What is asked: In the records, from the line with "Report one point per instance of the blue umbrella" up to and including the line with "[[559, 252], [409, 253], [75, 237]]", change "gray wall" to "slate wall". Give back only those lines, with nothing else altered.
• • • • • • •
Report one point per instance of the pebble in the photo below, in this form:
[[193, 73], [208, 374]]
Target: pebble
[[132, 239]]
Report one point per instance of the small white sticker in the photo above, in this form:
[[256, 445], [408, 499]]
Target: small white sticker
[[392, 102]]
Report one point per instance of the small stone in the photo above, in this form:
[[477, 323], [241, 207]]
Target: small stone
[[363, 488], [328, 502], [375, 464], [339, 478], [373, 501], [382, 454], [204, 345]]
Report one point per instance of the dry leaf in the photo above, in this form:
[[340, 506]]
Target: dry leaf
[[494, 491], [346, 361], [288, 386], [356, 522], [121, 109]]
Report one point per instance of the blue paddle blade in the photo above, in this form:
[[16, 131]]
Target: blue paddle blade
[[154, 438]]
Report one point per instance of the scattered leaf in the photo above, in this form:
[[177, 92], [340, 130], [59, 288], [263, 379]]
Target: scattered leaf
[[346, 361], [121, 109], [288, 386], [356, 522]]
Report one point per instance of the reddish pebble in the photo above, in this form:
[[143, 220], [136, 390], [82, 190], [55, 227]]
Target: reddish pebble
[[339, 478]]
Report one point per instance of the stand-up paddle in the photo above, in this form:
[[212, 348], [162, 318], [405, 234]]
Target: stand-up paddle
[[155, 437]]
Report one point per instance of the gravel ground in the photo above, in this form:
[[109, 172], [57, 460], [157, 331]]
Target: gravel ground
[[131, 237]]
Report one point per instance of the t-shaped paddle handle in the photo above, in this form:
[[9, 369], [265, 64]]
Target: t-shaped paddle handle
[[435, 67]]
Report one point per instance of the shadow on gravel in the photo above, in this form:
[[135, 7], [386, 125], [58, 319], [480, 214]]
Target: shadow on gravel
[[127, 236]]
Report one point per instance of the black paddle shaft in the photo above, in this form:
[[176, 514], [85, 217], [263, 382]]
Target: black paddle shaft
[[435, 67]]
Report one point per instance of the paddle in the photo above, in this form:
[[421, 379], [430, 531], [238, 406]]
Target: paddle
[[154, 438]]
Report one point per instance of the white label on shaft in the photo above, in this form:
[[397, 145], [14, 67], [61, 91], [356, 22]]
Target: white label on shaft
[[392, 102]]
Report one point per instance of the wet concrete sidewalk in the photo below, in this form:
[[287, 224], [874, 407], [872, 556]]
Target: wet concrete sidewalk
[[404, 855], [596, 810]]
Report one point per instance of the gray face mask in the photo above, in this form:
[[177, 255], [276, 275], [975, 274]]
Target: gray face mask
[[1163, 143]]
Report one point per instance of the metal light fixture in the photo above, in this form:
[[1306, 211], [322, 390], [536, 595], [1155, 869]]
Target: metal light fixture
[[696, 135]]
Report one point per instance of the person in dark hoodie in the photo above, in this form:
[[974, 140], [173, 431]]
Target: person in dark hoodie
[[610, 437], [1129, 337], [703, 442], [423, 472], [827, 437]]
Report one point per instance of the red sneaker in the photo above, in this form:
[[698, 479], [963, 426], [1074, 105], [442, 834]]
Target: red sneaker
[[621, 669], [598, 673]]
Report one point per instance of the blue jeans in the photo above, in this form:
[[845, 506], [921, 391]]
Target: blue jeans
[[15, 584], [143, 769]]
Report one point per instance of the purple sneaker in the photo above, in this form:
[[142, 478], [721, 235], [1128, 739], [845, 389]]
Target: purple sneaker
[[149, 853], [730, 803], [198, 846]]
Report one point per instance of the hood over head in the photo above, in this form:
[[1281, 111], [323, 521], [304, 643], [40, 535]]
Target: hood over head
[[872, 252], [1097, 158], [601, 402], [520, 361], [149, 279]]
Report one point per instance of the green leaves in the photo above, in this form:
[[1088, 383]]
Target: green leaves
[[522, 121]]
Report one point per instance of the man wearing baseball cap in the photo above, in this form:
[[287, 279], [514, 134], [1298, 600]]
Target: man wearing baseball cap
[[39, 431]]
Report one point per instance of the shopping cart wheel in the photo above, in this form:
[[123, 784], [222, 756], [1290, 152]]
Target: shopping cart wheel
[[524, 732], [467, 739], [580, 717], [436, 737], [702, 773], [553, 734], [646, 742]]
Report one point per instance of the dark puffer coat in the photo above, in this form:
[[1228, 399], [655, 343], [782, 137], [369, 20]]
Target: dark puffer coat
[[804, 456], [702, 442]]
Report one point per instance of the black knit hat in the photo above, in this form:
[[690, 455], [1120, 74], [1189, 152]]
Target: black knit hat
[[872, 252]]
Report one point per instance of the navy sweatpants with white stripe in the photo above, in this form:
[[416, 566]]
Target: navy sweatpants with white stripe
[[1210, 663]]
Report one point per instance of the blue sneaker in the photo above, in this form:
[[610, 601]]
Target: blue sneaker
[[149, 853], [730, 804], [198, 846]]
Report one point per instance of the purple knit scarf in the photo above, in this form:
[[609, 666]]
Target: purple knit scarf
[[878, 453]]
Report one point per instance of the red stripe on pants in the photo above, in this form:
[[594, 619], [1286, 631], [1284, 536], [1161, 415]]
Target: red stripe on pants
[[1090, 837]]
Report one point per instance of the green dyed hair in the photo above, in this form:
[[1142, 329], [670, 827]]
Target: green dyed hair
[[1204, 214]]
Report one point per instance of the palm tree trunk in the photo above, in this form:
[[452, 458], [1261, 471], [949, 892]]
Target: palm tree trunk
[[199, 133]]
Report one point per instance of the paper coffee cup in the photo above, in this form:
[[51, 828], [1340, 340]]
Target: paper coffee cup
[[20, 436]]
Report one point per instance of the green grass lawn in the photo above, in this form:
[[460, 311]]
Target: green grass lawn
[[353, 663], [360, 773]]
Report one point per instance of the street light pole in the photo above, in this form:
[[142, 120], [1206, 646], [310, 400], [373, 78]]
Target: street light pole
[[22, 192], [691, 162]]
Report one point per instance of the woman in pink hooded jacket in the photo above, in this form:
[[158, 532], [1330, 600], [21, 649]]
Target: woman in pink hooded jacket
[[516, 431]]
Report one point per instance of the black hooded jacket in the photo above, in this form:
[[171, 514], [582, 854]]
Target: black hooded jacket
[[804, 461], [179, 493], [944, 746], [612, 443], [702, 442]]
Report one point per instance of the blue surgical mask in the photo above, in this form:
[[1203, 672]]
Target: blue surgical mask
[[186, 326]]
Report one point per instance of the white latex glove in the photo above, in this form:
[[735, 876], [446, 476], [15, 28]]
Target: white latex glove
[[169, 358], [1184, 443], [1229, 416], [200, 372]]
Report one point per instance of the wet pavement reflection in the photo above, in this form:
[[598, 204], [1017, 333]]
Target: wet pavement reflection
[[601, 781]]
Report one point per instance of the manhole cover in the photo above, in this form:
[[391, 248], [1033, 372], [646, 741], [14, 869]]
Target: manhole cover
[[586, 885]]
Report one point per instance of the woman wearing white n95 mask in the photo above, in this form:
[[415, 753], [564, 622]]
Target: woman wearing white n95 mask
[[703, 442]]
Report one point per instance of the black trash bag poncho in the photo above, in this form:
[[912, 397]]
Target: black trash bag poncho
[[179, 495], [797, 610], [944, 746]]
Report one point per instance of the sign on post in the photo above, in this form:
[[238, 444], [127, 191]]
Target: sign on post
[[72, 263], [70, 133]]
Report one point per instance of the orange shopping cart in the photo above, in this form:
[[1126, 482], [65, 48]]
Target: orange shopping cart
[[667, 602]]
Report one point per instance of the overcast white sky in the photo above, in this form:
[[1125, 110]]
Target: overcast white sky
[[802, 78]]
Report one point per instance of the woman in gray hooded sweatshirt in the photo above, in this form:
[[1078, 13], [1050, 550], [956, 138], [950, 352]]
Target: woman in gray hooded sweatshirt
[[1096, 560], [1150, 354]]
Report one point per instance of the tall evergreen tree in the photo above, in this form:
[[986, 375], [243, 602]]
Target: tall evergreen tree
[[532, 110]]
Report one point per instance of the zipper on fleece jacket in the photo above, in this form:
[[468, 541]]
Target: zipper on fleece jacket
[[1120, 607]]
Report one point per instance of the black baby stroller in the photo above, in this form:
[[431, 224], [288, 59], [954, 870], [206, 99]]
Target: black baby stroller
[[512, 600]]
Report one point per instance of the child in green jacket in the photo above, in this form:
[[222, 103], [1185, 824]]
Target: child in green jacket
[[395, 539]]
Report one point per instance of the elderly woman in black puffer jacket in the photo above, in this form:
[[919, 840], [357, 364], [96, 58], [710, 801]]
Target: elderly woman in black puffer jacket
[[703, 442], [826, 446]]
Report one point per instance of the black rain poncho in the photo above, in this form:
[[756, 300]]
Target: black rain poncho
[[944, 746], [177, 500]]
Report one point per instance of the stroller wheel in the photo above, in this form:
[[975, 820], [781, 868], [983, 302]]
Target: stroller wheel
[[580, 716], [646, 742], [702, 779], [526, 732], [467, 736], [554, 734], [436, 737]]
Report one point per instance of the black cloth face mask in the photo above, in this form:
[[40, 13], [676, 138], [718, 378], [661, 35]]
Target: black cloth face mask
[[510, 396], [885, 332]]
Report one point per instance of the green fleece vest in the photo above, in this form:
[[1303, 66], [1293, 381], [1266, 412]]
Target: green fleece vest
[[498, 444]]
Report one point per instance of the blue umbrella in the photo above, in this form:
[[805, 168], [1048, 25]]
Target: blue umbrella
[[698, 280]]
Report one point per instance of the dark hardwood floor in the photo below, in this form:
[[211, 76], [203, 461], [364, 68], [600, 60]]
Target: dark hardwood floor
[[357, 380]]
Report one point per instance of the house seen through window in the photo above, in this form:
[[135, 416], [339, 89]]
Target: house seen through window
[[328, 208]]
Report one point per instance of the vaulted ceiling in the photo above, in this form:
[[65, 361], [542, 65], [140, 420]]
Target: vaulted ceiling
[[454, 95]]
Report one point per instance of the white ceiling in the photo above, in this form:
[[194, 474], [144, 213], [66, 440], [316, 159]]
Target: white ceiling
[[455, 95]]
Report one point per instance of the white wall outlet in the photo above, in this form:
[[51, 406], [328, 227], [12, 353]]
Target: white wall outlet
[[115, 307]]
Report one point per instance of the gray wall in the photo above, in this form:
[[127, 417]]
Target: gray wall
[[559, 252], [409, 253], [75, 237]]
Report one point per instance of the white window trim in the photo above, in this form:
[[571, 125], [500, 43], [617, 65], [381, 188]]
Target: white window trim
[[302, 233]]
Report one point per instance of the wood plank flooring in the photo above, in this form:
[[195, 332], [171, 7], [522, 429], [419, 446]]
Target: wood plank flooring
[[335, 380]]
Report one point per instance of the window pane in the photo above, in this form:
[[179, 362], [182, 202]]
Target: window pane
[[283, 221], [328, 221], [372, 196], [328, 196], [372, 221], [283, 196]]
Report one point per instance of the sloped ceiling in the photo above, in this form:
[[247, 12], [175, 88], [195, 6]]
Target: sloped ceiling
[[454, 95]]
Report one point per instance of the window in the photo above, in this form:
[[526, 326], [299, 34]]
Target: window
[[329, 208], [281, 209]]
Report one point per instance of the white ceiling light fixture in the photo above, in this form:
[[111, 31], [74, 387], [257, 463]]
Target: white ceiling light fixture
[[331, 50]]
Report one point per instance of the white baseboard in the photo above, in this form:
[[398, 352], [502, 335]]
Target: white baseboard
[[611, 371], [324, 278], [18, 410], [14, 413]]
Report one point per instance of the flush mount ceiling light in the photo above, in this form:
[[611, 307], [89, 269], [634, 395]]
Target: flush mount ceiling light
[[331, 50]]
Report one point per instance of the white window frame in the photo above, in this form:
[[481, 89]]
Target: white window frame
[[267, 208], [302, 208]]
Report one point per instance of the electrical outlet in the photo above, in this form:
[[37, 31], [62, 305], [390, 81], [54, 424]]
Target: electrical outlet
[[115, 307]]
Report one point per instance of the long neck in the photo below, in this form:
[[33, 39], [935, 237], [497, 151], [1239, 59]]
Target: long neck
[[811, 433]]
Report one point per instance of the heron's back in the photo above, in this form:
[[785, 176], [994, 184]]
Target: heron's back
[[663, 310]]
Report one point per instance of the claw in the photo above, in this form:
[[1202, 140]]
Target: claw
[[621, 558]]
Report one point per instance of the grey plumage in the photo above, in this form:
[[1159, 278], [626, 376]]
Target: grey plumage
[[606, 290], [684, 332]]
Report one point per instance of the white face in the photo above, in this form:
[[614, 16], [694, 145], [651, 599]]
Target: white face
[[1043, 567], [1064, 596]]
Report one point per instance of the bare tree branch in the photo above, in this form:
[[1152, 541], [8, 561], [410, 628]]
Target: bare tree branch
• • • • • • •
Task output:
Report one point per instance of the blue umbrella in the photo above, in this form:
[[805, 168], [1048, 25]]
Target: blue umbrella
[[698, 280]]
Report one point per instance of the dark hardwood floor in the photo below, in this form:
[[211, 76], [203, 461], [364, 68], [600, 60]]
Target: dark hardwood floor
[[357, 380]]
Report one point per instance of the house seen through window in the photo above, in this form:
[[135, 416], [339, 89]]
Target: house seen through window
[[328, 208]]
Report one point per instance of the vaulted ceiling in the photo above, in this form:
[[65, 361], [542, 65], [140, 420]]
Target: vaulted ceiling
[[454, 95]]
Report one point per instance of the white ceiling in the photo above, in this form:
[[194, 474], [144, 213], [66, 440], [316, 159]]
Target: white ceiling
[[455, 95]]
Report one point per instance of the white wall outlet in the photo above, in this form:
[[51, 406], [328, 227], [12, 353]]
Target: white wall outlet
[[115, 307]]
Report one point per instance of the slate wall in the photo above, in this form:
[[127, 417]]
Target: slate wall
[[559, 252], [409, 253], [75, 237]]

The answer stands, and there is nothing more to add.